__The tasks__.
1) In the notes on routers and Internet naming, what four entries does the table at each intermediate node hold under virtual circuit routing?
2) Pick up the notes on routers and Internet naming right after their final sentence and keep writing.

Naming in the Internet: Autonomous Systems, Routers, IP Addresses

CIS 307: Structure and Naming in the Internet

Routers, IP Addresses, Autonomous Systems, LAN Addresses

Routers

A router is a box (often a regular computer) with (at least) two ports (i.e. interfaces), used to connect possibly dissimilar networks and help packets go from a source to a destination. It differs from bridges since it operates at the network level. [It will also use different addresses. For example a bridge may use Ethernet addresses while a router uses IP addresses.] It does all the transformations that may be required by the transfer of packets across the networks it connects.
A router is concerned with where to send packets next as they move from a source to a destination through a set of interconnected networks.
It is convenient to distinguish two activities:

Forwarding (or Switching): The process taking place at a router when it receives a packet and has to decide where to send it next on the basis of its destination and of information available at the router. And
Routing: The process through which routers receive and elaborate the information that they will need in the forwarding process. Usually this information is gathered and transmitted using protocols called routing protocols, and elaborated using algorithms. And usually the gathered information takes the form of routing (or forwarding) tables.

Unfortunately common terminology does not always preserve this distinction, and too often one sees "routing" used in place of "forwarding".

Routing (we really mean forwarding) could be of three kinds (at least!):

Source Routing, where the decision on what intermediate nodes to cross is made before a packet is sent; then the packet knows from the beginning where to go next after arriving at an intermediate node.
Virtual Circuit Routing, where a connection is established before the first packet is sent. Then each packet as it travels will contain as destination the id of a virtual circuit (this id may change as the packet moves across the network) and each intermediate node will contain a table with 4 entries, an entry-port, an entry-virtual-circuit-id, an exit-port, and an exit-virtual-circuit-id. Routing at a node determines the port the packed arrived from and its virtual circuit, then it will send the packet forward with the exit virtual circuit id as new destination and using the exit port as indicated by the table.

__Records__.
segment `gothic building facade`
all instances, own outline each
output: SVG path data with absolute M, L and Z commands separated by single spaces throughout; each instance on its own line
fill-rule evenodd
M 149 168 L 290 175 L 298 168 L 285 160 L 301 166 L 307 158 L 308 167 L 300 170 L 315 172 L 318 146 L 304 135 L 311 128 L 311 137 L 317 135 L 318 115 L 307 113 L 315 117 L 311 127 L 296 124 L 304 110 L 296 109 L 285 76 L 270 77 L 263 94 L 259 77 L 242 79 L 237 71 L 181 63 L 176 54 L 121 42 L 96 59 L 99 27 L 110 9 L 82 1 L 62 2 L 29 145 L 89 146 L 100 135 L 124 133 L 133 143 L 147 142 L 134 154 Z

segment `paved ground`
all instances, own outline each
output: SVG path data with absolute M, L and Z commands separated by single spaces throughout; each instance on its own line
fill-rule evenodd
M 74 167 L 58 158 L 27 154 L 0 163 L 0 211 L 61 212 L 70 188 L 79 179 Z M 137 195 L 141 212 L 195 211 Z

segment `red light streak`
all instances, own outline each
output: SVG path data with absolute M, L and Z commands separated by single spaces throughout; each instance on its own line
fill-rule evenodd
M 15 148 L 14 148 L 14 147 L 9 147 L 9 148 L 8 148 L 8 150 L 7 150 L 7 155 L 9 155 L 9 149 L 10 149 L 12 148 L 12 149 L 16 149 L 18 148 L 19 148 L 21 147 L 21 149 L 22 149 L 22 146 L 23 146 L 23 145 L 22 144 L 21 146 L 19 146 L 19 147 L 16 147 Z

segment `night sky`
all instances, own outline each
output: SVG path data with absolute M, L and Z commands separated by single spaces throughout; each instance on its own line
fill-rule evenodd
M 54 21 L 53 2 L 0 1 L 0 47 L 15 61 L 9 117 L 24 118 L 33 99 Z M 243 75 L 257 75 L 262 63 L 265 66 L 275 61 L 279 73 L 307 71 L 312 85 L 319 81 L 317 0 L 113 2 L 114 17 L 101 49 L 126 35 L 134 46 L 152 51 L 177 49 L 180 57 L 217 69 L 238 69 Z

__Answers to the tasks__.
1) An entry-port, an entry-virtual-circuit-id, an exit-port, and an exit-virtual-circuit-id.

2)
[Packet] Routing, where each packet is individually routed in accordance to a next-hop routing table. In these tables, for a given destination, there is usually a single next-hop. Even when there are more than one next-hop, the decision on where to go next is not done on the basis of source of the packet, but on the basis of some form of cost.

We will only consider packet routing.

Routing tables contain information that will indicate for each packet on the basis of its final destination (usually an IP address) where to go next (next-hop forwarding - the address of the next router). If there is no explicit indication of how to get to some destination, a default next-hop will be used. Cycles can exist in the graph that has routers as nodes and links as edges. Routing tables function also in the presence of cycles since packets have a Time-To-Live (TTL) field that is used to limit the number of hops they can go through. It is important that routing tables not be too large.

Evaluation of Routing Algorithms:

Route quality (optimality): network utilization, path length, delay, bandwidth, communication cost, reliability
Overhead (simplicity): control messages, processing, state (i.e. memory required)
Speed of convergence to best routes
Robustness: Responsiveness to topology changes

Routing characteristics:

Centralized/decentralized
Static/Dynamic
Location of decisions (hop-by-hop[decision at each node]/Source-routing[decision at source])
Frequency of decision (per packet, per session, per topology change)
Single Path/Multipath: The routing algorithm may provide alternative routes to be taken to avoid congestion, or improve throughput, ..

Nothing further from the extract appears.